:: Prompt ::
The required answer is a copy of each line in the entries below that includes "tree".

----

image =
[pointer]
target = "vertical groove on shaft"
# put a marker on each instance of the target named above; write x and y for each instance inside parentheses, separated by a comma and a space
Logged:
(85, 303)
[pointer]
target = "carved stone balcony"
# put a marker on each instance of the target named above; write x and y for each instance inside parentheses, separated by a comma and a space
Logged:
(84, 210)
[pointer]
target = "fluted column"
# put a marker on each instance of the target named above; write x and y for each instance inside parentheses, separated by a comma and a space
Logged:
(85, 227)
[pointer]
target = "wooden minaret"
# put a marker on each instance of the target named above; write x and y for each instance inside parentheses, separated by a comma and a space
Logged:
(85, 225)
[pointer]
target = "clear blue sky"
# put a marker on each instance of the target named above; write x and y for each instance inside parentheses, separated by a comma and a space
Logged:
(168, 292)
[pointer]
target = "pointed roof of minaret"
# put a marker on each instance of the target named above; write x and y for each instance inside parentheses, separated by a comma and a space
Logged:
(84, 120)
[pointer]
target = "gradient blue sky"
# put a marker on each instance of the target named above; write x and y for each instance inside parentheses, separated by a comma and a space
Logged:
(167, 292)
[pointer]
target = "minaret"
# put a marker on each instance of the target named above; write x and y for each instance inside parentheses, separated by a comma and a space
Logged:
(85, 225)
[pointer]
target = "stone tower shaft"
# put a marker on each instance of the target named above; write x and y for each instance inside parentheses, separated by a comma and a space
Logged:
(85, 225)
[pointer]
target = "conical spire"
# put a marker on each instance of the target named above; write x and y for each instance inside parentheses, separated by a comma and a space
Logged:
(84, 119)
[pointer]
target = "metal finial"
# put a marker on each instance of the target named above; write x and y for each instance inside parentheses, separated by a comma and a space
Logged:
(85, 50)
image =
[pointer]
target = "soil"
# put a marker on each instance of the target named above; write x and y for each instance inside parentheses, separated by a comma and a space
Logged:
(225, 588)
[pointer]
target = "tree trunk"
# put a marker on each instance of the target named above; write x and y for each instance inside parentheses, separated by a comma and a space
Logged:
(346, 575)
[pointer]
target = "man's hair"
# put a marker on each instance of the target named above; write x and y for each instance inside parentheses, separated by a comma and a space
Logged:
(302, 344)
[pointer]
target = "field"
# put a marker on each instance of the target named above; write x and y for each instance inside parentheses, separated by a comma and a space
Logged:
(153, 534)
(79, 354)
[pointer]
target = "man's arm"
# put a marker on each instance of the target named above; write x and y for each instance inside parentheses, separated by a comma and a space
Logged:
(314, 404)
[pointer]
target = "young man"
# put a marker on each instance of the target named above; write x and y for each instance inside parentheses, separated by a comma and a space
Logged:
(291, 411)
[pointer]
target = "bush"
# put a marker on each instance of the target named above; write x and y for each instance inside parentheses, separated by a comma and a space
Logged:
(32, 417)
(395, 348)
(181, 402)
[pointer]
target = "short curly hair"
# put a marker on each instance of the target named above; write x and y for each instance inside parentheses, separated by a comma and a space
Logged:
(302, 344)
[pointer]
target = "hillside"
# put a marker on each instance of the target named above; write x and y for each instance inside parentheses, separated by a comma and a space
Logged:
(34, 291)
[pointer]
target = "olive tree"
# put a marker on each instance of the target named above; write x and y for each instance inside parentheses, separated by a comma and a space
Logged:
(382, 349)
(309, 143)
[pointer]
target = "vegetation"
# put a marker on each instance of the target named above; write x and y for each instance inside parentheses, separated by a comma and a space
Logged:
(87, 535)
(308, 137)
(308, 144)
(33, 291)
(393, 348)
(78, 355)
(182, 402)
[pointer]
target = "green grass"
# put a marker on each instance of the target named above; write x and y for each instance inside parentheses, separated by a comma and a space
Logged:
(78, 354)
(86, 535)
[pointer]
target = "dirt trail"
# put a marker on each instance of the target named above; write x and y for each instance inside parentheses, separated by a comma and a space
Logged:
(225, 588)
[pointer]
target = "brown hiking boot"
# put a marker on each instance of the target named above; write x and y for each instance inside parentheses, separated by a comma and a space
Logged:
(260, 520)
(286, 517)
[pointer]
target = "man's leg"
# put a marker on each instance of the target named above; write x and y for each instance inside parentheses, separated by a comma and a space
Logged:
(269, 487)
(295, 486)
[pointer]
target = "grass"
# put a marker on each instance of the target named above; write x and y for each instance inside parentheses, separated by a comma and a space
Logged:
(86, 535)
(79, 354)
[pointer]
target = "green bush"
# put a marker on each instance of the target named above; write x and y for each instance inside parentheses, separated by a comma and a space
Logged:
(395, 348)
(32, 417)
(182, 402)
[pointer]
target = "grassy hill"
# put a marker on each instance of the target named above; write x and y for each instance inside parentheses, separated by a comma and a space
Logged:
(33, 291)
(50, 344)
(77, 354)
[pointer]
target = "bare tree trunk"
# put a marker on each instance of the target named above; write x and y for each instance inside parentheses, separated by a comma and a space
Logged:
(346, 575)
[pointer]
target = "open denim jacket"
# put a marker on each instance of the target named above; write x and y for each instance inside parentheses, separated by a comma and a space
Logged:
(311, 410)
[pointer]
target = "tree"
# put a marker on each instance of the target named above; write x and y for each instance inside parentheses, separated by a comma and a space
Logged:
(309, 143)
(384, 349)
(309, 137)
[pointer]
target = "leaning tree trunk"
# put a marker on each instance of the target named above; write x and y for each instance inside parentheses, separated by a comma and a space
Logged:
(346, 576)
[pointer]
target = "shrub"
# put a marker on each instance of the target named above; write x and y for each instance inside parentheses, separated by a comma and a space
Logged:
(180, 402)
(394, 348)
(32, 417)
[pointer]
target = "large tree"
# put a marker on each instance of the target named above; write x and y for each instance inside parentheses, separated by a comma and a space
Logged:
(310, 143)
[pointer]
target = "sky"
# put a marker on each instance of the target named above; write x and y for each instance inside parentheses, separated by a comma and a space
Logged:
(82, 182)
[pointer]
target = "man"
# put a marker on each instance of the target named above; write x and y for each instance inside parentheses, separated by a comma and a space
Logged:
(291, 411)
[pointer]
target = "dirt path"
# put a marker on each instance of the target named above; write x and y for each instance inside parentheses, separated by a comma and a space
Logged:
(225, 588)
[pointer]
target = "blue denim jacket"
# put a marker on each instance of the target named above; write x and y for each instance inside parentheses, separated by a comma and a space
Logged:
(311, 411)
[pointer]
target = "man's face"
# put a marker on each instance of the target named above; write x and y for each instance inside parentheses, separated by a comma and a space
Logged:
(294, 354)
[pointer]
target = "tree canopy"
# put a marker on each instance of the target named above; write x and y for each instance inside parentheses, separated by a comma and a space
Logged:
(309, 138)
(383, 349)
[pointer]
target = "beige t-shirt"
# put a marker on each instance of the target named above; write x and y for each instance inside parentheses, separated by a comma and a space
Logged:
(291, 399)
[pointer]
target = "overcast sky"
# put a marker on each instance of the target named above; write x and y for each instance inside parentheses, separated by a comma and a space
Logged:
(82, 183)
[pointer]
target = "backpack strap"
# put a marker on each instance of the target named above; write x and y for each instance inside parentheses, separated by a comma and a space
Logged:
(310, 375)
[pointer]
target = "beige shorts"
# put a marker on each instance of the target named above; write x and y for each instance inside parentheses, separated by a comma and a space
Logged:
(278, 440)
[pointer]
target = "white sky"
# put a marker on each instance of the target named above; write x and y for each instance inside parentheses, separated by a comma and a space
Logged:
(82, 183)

----

:: Written solution ::
target = "tree trunk"
target = "olive tree"
target = "bare tree trunk"
target = "tree"
target = "leaning tree trunk"
target = "large tree"
target = "tree canopy"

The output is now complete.